-- Opening Marker --

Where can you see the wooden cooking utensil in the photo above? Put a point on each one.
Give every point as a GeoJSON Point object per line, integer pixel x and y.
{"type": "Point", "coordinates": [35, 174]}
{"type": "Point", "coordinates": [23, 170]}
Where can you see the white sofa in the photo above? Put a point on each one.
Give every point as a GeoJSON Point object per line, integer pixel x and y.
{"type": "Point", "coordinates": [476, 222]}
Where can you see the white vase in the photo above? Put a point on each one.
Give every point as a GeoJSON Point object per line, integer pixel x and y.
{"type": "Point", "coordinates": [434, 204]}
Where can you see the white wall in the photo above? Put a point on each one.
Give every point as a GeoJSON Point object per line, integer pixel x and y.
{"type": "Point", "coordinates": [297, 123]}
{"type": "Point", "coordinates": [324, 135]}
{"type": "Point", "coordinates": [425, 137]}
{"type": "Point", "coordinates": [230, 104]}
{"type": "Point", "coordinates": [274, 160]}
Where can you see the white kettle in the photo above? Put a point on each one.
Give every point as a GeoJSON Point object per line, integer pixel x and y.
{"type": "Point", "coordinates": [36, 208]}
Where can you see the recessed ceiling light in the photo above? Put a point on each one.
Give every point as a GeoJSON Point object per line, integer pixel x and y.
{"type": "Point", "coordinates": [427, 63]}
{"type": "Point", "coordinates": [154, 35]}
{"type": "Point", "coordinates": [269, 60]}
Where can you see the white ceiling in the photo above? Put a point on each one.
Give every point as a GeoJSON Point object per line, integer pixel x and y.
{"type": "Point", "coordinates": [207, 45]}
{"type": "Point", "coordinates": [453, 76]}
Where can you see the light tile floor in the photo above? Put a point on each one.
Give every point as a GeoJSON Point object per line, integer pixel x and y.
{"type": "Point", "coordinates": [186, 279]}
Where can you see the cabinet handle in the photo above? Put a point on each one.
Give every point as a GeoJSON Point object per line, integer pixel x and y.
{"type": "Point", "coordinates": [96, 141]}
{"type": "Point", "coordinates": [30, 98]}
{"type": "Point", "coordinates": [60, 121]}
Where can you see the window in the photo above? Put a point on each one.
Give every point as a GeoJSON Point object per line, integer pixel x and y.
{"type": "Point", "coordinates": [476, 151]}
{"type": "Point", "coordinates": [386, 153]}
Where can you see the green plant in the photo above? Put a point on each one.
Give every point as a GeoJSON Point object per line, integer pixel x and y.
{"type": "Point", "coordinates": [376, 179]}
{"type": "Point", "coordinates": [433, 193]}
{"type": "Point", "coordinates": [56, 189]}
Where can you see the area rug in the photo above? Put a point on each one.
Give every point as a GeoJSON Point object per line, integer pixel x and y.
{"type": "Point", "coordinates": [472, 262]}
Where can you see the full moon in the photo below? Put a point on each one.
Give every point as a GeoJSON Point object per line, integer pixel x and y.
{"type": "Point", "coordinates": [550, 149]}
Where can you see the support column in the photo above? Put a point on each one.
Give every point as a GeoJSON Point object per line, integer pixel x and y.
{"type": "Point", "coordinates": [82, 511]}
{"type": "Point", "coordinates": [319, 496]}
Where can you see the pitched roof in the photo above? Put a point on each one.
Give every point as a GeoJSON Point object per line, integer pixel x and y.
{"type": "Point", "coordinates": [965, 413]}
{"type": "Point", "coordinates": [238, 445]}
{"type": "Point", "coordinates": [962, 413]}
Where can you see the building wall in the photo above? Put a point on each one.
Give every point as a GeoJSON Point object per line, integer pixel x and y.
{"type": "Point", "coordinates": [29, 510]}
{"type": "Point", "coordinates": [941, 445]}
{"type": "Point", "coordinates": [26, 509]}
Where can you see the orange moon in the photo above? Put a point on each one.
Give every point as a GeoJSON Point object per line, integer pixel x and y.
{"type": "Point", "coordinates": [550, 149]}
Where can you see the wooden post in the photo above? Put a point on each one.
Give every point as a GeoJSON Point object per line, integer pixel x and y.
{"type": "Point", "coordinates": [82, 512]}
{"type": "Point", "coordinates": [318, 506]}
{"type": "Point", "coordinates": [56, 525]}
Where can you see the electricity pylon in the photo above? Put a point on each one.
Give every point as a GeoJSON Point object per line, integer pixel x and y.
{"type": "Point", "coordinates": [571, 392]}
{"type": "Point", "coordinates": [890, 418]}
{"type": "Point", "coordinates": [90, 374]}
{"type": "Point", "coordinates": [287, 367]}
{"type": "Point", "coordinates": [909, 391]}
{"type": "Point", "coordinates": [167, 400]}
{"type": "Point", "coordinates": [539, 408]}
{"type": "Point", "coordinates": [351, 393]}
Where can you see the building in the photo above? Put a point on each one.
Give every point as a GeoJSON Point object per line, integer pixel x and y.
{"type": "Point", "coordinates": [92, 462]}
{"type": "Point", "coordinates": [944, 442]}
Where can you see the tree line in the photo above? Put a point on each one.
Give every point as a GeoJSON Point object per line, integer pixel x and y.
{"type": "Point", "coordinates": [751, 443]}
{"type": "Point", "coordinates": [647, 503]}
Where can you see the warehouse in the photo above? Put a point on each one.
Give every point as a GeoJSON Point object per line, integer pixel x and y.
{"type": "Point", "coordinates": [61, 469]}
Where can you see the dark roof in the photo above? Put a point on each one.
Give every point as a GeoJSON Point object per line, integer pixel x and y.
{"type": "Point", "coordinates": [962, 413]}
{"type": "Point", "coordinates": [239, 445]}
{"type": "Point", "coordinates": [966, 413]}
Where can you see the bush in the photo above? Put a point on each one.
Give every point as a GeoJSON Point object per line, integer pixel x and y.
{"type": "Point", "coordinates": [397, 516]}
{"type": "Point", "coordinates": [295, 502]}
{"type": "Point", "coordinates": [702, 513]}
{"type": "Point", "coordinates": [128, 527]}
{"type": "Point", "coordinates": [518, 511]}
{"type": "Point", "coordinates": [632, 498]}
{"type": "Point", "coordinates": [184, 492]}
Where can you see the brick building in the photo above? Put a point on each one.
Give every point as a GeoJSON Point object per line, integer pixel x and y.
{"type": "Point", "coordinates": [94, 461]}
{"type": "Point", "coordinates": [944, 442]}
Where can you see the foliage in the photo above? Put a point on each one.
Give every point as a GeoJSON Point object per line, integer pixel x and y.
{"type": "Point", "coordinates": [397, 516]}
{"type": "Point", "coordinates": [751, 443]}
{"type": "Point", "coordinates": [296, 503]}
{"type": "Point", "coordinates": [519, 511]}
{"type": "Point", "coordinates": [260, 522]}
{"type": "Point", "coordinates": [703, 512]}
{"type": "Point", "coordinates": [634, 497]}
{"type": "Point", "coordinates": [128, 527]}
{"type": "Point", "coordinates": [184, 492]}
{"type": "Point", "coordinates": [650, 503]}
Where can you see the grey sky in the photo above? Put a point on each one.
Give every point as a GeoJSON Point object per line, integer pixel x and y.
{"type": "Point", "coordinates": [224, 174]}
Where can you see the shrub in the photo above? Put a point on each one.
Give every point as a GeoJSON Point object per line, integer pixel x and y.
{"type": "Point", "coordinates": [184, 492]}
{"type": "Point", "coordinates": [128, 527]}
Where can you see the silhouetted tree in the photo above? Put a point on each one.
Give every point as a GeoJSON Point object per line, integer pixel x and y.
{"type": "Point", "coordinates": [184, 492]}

-- Closing Marker --
-- Opening Marker --

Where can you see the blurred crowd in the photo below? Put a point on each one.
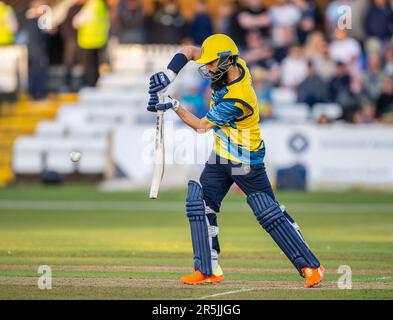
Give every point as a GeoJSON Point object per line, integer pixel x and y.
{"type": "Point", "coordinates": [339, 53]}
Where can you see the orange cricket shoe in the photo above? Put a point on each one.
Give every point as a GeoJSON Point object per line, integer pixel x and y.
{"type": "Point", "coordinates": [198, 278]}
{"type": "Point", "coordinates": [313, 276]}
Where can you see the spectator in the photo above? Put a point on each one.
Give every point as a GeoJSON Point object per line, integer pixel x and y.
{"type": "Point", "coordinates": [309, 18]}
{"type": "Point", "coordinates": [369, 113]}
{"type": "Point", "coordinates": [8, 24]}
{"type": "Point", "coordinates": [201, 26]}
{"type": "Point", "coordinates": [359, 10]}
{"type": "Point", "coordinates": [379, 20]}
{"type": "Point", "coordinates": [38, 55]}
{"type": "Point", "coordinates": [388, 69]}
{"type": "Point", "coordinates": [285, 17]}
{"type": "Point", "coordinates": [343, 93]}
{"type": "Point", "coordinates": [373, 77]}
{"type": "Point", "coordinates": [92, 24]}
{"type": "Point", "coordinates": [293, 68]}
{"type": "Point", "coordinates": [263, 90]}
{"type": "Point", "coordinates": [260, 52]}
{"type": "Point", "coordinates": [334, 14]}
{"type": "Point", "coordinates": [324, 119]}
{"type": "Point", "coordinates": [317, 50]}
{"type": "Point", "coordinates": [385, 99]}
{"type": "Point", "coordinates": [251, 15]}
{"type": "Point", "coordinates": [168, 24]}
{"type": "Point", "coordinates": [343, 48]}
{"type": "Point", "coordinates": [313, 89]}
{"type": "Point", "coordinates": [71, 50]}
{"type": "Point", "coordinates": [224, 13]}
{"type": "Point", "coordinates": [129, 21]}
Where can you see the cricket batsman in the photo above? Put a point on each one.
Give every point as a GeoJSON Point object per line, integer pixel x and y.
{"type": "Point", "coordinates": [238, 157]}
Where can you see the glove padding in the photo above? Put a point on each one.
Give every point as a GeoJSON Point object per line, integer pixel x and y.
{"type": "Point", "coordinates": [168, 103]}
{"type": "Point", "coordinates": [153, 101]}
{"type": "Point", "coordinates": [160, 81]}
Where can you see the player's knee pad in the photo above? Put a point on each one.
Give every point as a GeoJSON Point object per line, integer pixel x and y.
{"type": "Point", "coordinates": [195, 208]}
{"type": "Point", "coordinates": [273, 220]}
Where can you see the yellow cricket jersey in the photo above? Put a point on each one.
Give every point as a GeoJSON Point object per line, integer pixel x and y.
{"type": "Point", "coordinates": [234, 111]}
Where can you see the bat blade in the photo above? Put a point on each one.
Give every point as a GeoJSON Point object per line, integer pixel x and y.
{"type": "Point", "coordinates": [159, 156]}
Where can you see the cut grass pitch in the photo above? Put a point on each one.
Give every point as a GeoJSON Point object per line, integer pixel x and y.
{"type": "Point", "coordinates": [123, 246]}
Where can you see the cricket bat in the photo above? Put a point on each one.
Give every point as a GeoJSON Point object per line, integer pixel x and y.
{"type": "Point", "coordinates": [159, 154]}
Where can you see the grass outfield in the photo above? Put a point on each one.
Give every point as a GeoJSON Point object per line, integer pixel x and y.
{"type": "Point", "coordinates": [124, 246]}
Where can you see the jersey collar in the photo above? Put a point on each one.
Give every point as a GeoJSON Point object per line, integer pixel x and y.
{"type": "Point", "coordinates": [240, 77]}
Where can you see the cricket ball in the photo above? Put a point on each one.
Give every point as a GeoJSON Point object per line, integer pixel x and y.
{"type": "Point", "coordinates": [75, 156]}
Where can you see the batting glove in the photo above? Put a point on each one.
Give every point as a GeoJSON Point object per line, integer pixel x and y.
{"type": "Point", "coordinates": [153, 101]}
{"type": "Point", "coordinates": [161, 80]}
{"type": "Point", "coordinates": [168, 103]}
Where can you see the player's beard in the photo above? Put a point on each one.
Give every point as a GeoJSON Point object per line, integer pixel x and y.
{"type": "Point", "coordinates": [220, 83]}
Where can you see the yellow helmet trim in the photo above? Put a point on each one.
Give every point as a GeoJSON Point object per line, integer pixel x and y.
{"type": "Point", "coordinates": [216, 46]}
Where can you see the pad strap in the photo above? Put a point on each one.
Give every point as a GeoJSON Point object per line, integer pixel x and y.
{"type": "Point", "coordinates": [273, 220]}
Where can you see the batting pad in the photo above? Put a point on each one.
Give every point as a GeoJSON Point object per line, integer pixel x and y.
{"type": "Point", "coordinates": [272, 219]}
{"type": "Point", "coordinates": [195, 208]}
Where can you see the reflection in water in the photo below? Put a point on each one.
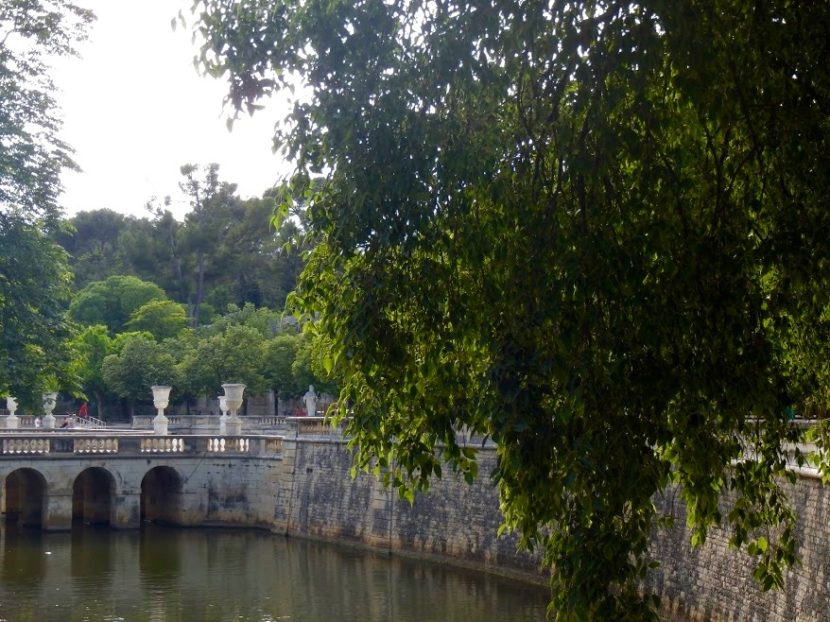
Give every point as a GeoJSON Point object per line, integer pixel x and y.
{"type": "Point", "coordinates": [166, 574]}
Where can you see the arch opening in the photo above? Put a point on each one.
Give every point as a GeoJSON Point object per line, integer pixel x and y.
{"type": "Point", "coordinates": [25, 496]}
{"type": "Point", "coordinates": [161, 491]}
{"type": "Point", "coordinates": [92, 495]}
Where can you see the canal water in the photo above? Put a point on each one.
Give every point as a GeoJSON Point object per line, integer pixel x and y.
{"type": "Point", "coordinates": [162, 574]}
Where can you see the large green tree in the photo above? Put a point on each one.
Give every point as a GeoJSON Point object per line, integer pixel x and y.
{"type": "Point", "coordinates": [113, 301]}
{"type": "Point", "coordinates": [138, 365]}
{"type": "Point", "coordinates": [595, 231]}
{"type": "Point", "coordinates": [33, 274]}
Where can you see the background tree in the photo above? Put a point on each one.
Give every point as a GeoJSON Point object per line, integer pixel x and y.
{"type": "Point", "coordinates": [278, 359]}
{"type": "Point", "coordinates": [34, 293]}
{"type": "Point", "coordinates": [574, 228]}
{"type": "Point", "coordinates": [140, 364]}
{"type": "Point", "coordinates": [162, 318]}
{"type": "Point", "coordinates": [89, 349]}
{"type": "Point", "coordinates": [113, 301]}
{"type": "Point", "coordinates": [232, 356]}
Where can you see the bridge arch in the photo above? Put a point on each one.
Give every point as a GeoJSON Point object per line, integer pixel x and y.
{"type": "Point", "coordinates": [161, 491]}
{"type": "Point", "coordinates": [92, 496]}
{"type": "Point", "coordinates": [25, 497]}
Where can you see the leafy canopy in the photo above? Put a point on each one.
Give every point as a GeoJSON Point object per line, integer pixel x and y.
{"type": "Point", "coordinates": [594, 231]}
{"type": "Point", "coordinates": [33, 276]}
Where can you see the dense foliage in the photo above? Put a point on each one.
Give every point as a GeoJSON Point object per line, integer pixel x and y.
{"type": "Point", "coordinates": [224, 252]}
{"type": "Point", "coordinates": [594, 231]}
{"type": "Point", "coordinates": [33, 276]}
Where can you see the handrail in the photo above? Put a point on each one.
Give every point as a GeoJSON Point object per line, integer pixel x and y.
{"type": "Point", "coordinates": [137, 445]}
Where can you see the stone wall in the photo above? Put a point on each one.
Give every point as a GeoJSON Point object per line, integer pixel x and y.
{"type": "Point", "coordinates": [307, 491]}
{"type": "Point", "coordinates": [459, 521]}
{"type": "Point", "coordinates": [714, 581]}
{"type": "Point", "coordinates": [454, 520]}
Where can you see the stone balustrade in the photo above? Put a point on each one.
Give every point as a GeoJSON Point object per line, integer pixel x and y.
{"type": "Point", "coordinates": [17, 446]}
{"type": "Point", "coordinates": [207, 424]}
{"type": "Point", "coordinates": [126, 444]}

-- Closing Marker --
-- Opening Marker --

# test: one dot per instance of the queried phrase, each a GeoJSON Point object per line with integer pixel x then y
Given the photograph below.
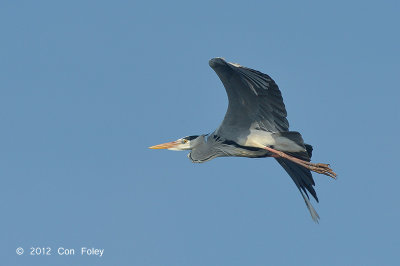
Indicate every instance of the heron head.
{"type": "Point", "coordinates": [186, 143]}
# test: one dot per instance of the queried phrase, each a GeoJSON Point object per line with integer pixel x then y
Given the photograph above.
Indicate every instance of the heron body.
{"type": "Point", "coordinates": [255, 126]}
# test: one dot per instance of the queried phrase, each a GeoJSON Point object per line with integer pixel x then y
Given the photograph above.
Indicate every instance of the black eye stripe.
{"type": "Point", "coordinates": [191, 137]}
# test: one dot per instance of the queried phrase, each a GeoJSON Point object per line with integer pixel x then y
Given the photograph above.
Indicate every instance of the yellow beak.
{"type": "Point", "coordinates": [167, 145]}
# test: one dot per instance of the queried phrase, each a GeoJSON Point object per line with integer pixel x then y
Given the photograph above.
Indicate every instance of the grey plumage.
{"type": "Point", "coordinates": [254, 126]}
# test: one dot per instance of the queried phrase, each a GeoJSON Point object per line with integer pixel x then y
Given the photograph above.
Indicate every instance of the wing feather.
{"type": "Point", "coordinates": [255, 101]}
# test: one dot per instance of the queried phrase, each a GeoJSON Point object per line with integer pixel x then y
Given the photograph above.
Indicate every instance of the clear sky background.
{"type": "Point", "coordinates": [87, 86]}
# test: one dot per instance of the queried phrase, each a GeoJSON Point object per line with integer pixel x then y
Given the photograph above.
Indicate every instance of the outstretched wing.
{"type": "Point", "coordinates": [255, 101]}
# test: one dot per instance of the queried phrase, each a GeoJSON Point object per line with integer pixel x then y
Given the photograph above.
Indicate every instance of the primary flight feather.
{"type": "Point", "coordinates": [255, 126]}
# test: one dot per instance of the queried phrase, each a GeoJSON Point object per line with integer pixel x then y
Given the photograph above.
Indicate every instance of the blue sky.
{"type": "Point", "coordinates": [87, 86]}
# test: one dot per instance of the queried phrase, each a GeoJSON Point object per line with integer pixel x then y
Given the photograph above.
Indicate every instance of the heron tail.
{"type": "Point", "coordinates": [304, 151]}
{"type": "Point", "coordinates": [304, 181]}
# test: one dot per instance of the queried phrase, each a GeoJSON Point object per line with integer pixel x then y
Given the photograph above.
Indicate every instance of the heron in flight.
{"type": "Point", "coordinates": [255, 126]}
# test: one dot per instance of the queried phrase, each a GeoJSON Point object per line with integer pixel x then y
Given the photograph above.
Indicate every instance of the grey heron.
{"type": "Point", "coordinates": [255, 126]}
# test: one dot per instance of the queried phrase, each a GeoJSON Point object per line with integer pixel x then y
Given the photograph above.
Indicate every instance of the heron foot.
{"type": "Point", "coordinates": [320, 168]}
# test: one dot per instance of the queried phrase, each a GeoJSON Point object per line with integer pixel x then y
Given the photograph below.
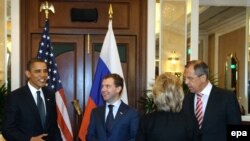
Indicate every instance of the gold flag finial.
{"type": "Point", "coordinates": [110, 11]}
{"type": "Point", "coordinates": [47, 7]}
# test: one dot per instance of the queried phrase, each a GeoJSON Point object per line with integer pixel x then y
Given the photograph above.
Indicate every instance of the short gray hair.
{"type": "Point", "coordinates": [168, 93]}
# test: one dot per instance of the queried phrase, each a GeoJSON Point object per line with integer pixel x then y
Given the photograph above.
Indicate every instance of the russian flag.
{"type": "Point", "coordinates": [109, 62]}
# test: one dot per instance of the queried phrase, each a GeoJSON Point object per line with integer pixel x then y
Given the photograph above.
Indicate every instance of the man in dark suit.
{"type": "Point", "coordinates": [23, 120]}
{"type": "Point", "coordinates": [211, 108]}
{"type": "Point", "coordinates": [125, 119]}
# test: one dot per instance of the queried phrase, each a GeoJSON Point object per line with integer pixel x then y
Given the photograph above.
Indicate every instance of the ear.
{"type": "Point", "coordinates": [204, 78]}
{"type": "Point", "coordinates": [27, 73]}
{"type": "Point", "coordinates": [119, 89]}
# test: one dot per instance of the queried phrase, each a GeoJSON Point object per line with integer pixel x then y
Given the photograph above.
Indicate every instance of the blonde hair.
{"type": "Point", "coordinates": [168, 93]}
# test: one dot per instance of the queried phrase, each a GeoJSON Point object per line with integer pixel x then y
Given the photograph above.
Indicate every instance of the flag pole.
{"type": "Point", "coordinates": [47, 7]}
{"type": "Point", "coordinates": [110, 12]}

-- Closing Marker --

The reply should consist solely of the lines above from the one that has "Where can you see the leafy" through the one that has "Where can you see the dense", reproduced exactly.

Solution to this task →
Where can you see the leafy canopy in the photo above? Put a point on each one.
Give every point as a GeoJSON Point object per line, integer pixel x and y.
{"type": "Point", "coordinates": [594, 231]}
{"type": "Point", "coordinates": [33, 276]}
Where can you see the dense foliage in the photo above? Put a point on each one.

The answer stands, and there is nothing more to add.